[Image point grounding data]

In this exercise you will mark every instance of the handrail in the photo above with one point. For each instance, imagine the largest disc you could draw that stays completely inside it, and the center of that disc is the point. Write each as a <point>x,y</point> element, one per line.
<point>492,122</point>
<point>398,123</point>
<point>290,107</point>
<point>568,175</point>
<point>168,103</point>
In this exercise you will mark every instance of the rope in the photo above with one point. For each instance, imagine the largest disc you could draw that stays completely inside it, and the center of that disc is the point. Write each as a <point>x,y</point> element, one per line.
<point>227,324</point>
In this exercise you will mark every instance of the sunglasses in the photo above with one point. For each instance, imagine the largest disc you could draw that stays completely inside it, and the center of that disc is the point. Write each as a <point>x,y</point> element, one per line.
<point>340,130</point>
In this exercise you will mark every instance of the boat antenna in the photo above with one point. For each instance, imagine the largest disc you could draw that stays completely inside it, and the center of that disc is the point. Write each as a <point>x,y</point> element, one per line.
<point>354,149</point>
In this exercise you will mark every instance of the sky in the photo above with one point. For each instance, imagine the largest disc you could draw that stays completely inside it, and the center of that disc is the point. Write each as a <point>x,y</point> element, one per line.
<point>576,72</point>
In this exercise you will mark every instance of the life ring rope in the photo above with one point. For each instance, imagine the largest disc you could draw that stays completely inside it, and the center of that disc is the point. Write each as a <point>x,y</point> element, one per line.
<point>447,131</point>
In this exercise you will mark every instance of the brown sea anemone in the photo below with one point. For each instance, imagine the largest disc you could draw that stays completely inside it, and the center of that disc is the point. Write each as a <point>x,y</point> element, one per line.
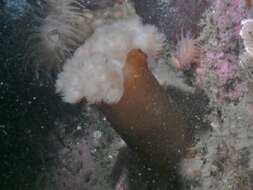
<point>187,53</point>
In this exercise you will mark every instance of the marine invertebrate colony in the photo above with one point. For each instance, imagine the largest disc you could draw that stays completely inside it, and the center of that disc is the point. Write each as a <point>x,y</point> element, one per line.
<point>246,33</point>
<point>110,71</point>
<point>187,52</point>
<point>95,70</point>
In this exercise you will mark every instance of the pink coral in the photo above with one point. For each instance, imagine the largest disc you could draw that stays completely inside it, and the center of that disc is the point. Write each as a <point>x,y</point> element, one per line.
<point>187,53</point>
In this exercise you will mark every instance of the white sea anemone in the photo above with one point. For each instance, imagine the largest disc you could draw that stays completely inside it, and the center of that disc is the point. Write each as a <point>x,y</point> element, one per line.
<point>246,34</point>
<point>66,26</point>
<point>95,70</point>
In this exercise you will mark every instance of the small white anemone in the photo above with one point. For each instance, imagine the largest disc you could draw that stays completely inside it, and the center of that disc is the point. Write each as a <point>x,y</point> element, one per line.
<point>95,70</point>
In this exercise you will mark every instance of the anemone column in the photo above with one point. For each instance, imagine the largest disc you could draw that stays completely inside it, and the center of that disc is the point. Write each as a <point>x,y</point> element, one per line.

Instructions to follow:
Output all the records, word for word, with no pictures in the copy.

Written solution:
In this exercise you will mark every instance of the handrail in the photo above with one point. For each instance, imagine the largest disc you could draw that stays completely inside it, and the center of that disc is the point. Write each as a <point>x,y</point> element, one per line.
<point>492,122</point>
<point>398,123</point>
<point>290,107</point>
<point>568,175</point>
<point>168,103</point>
In this exercise you will mark every instance of the rope in the photo above with one point. For each instance, imagine the largest disc you could draw that stays completely inside it, and the center of that disc is the point. Write each as a <point>x,y</point> element, one per line.
<point>227,324</point>
In this exercise you will mark every instance of the sunglasses in the photo above with one point. For each instance, imagine the largest disc you could draw that stays completely inside it, and the center of that disc is the point. Write each as a <point>x,y</point> element, one per line.
<point>340,130</point>
In this exercise you will mark every instance of the boat antenna in the photo above with one point. For each instance, imagine the largest disc you could draw that stays completely inside it, and the center of that disc is the point. Write each as a <point>x,y</point> element, one per line.
<point>354,149</point>
In this exercise you will mark every instance of the sky in the photo above with one point. For each instance, imagine the largest disc you could draw that stays completely inside it, and the center of that disc is the point. Write each as a <point>x,y</point> element, one per line.
<point>576,72</point>
In this exercise you will mark every instance of the life ring rope in the photo above with one point. For each instance, imagine the largest disc you could draw that stays completely inside it, and the center of that disc is the point. Write each as a <point>x,y</point> element, one per line.
<point>447,131</point>
In this exercise you will mark every instance of the brown sea anemone in the photo below with one point. For each instance, imagine the largest disc you could draw that stays completely inside it, and the center of that disc is the point. Write each as a <point>x,y</point> element, one per line.
<point>187,53</point>
In this exercise you will mark every instance of the marine invertebrate colony in the photo above with one point. For each instance, imagine the largest disc you could draw that stays completely inside it, and the center of that disc is the point. Write each as a <point>x,y</point> element, one per line.
<point>246,33</point>
<point>110,71</point>
<point>187,52</point>
<point>95,70</point>
In this exercise you will mark every instance of the pink coral in the photo above with one point. For each instance, imagine the largest disc you could draw that stays completely inside it, and the center of that disc is the point. Write each as a <point>x,y</point> element, one per line.
<point>187,53</point>
In this exercise you will mark every instance of the white sea anemone in the photo above with one point. For each instance, imagine the largest disc you could draw that stays completely inside it, and the center of that disc is the point. Write each as a <point>x,y</point> element, one per line.
<point>246,34</point>
<point>66,26</point>
<point>95,70</point>
In this exercise you will mark every instance of the small white anemone in the photo above with one point. For each instance, imagine the largest disc you could draw that stays completely inside it, and the center of that disc is the point. Write each as a <point>x,y</point> element, one per line.
<point>95,70</point>
In this exercise you will mark every instance of the anemone column in the photo above with one point. For each instance, imagine the largest disc you could draw that stays completely inside it, and the center of that disc is the point. Write each as a <point>x,y</point> element, one per line.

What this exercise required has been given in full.